- **Problem A**
Answer these from the article on Baltimore's lawsuit against the ATF, one answer per line, marked to match:
(i) Which years did the FOIA request cover for the top ten sources of crime guns?
(ii) In what year was the Tiahrt Rider first passed into federal law?
(iii) Everytown Law is the litigation arm of which nonprofit?
- **Problem B**
Resume the article on Baltimore's lawsuit against the ATF with a few paragraphs that follow its last sentence.

- **Text block**

Start of Block

Baltimore City suing ATF over improper denial of gun crime data
BALTIMORE --- Baltimore City has filed a lawsuit against the Bureau of Alcohol, Tobacco, Firearms and Explosives (ATF), alleging that the agency improperly denied critical gun crime data, Mayor Brandon Scott announced Tuesday.
The lawsuit claims one key federal amendment is blocking cities like Baltimore from getting this information.
The ATF maintains a database of firearm trace data, which officials can use to track the flow of recovered guns from manufacturer to distributor.
But Scott says the bureau denied a Freedom of Information Act request for that data in September, which would have provided city leaders with the top ten sources of crime guns in Baltimore between 2018 and 2022.
The FOIA request also asked for the average time it took from the guns being sold to being used in a crime.
"Right now we're not able to know if there's one gun store responsible for a disproportionate number of the guns flowing into our city, or if there's one area where trafficking guns is more common than others - but we should know," Scott said.
The complaint first lists several gun violence incidents to illustrate the damage these crimes have done in the city: naming homicide victims Maya Morton, 23, Izaiah Carter, 16, and recalling an incident where three Carver Vocational Technical High School were shot in October.
Mayor Scott also recalled Tuesday the shooting death of a two-year-old in Park Heights from the weekend.
"With a gun, we know probably shouldn't have been in that house," he said.
The big obstacle to this data, according to the complaint, is the Tiahrt Rider. This amendment, which was first passed into federal law back in 2003, allows law enforcement and prosecutors to get gun tracing data for specific cases.
However, these agencies and individuals are not allowed to share it. The Tiahrt Rider is why the ATF denied the request, according to the complaint.
But, Everytown Law -- the litigation arm of the gun control advocacy nonprofit Everytown for Gun Safety -- said the amendment doesn't address FOIA.

End of Block

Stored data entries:
Start of Block

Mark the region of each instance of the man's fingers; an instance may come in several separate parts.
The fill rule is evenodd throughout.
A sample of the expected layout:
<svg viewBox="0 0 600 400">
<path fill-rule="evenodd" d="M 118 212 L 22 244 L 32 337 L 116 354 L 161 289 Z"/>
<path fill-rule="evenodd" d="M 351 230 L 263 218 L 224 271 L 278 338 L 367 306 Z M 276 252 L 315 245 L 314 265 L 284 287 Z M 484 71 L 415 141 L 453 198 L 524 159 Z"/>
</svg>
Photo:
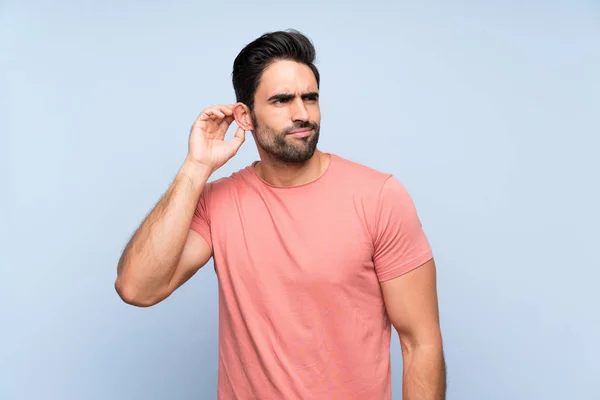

End of Block

- **Output A**
(i) 2018 through 2022
(ii) 2003
(iii) Everytown for Gun Safety

- **Output B**
Alla Lefkowitz, the senior director of affirmative litigation at Everytown Law, adds adhering to the request wouldn't cause privacy issues, either.
"FOIA itself has those exceptions already built in, so we have not asked for anything like that. So, to the extent that an individual's identity or an actual ongoing sensitive law enforcement investigation is implicated -- that data cannot be shared anyway," Lefkowitz said.
Mayor Scott said gun violence in Baltimore has seen a 20% reduction in homicides and an 8% reduction in non-fatal shootings. He said the city has committed to using data, so acquiring gun tracing data would only help.
"Guns from outside of Baltimore City continue to flood our streets and end up in the hands of those who frankly should not have access to these tools of death and destruction. A huge part of this progress been our commitment to using data in order to inform our approaches to public safety," Mayor Scott said.
Mayor Scott also made it clear Tuesday, saying this lawsuit is not about getting at ATF, but about clearing the hurdle the Tiahrt Rider creates.
"The current interpretation of the rider impedes our ability to examine the data and use that analysis to go after those gun traffickers," he said.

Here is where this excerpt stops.